**TEXT EXCERPT**
Important post

Tributes to Althea Hayton

Althea Hayton, founder of Womb Twin, passed away peacefully on August 13 (sorry for the delay in posting this news on the blog). We are all ...

Friday, August 12, 2011

Freud the narcissist - and his siblings

Now here things get intersting:

Here is an interesting article on siblings, with Freud as an example on unconscious feeling's towards one's siblings.
The role of siblings in mental life may have first been underemphasized by Freud, who may have had his own reasons for such downplaying. For example, Freud as a child had a private bedroom filled with books while all of his siblings lived together in one other, crowded room.
 And in another place:
As noted by the authors, the index of the complete standard edition of Freud's works has no reference to sibling (although Siberia is referenced).


Freud had five sisters and one brother. He was the eldest, in his view (and his mothers) the first in every way in that family. He wrote about sibling rivalry from the point of view of jealousy,  and said "The elder child ill-treats the younger maligns him and robs him of his toys; while the younger is consumed with impotent rage against the elder, envies and fears him. " (see link)

This depiction of brothers and sisters has no room for love, mutual support  or even family feeling. As usual, Freud is taking his own experience and assuming that this is the general experience of humanity at large. He appears to be unable to see that all families are not like his: that is is very unusual to be treated as a "golden child" by your mother and separated from your siblings as extraordinary and worthy of special treatment. He experienced no sense of guilt or unfairness that his six siblings must share a room while he had his own space: he had an inbuilt sense of entitlement - that this particular parental devotion came to him as his right, and he just received it without demur.  A sense of entitlement is a sign of narcissism.

**TASK SET**
1 > Name every thing that the blog post about Freud and his siblings says his depiction of brothers and sisters has no room for.
2 > Carry on the blog post about Freud and his siblings, picking up after its last sentence.
The data after the blog post about Freud and his siblings are separate material.

**LISTED ENTRIES**
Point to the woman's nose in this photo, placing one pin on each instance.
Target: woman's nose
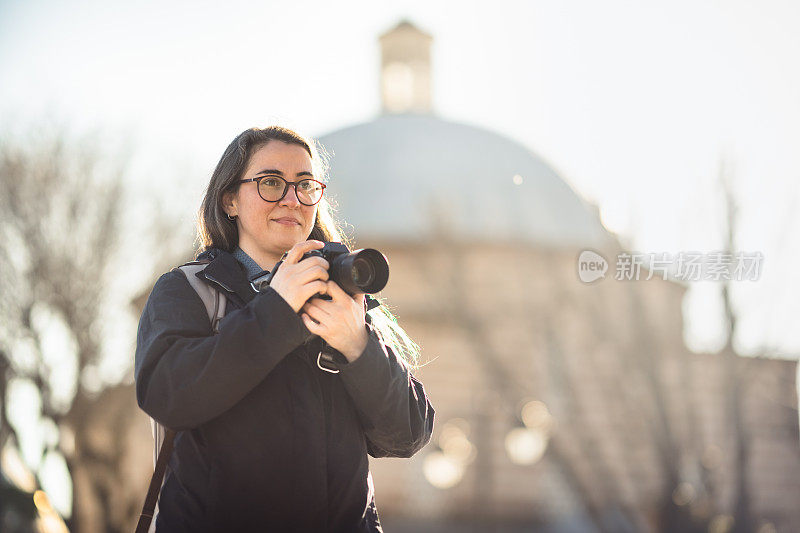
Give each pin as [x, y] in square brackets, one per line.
[290, 198]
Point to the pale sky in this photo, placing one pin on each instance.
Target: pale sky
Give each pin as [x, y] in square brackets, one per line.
[634, 103]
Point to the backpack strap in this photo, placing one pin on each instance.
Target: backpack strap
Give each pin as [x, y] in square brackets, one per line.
[215, 302]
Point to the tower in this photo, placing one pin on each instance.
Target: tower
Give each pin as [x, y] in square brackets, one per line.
[405, 70]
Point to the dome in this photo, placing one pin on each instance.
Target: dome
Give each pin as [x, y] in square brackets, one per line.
[411, 177]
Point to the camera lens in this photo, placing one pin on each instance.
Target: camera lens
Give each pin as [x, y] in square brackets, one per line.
[362, 272]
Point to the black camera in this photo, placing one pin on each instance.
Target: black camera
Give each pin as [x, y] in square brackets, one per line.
[365, 270]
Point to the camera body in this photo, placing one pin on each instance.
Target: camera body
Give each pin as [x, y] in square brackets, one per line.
[365, 270]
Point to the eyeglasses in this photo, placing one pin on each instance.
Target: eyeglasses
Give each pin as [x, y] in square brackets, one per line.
[274, 189]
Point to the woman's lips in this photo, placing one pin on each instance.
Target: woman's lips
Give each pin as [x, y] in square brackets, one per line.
[285, 221]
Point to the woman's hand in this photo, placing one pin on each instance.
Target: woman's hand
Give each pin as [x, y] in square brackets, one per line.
[297, 281]
[339, 321]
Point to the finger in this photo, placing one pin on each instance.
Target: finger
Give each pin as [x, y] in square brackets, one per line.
[299, 249]
[336, 292]
[311, 274]
[309, 262]
[311, 289]
[312, 326]
[317, 312]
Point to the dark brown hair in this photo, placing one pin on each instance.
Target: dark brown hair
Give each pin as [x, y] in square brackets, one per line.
[214, 229]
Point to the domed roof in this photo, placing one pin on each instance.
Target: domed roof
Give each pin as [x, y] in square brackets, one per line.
[410, 177]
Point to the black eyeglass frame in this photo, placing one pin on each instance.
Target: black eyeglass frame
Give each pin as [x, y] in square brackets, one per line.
[286, 185]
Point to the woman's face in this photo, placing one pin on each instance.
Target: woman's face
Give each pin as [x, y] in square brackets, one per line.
[268, 229]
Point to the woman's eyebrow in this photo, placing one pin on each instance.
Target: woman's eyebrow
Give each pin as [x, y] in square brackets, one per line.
[280, 173]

**REPLIES**
1 > Love, mutual support, and family feeling.

2 >
Now Freud was born in a caul, which means the amniotic sac remained over his face at birth.   Caulbearers were at that time - and still are- considered to have special gifts, which of course served in to increase his stature within the family.  He was highly intelligent, probably gifted, and top of his class at school for many years.

Freud would satisfy many of the criteria for narcissism. He claimed that all children are narcissistic  at first. Maybe so, but some of them learn eventually that they are not the most important person in the world.  Others don't and take their egotism to the grave.

Freud was also a healer, with special gifts of healing, and he made a difference to the world. It would be easy to find evidence that he was a womb twin survivor, many of whom become effective healers. The main clue that he had an identical twin is that when his father died he experienced a great personal crisis and began to look inside himself and carry out a self analysis.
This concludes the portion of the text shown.